───── Data for this task
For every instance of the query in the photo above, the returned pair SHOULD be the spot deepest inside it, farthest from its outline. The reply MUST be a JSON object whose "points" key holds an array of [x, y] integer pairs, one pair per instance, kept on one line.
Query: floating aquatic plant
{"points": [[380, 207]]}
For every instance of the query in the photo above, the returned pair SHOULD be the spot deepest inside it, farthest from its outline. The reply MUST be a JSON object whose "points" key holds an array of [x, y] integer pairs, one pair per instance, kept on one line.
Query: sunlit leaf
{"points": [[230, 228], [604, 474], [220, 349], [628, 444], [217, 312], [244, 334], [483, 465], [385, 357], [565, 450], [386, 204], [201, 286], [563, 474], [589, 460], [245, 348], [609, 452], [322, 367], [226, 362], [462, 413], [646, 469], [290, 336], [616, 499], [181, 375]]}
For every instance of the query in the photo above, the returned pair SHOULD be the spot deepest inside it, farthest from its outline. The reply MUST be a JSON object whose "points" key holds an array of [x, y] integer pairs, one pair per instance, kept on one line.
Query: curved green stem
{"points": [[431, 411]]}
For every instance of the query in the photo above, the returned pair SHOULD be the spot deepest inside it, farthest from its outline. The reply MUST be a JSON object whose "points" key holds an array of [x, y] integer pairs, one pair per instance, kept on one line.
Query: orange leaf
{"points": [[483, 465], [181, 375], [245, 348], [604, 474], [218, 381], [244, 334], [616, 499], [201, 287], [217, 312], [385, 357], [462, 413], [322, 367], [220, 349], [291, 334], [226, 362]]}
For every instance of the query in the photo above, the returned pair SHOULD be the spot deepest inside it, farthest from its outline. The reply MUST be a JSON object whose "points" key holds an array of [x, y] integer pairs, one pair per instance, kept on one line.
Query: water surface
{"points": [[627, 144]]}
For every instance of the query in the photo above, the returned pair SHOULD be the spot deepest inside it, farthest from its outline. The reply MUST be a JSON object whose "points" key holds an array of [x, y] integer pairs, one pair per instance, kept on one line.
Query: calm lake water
──────────
What is expected:
Repeat the data above starting at the line with "Query: water surface" and ending at its last line, exactly, with no other lines.

Output of the exercise:
Query: water surface
{"points": [[627, 144]]}
For every instance of the query in the photo above, the returned pair SHOULD be the spot deepest inside it, farthest from its outline. The reply MUST be a JSON object whose "points" key holds an array of [x, y] integer pairs, one pair per instance, kept on one line.
Query: calm lake water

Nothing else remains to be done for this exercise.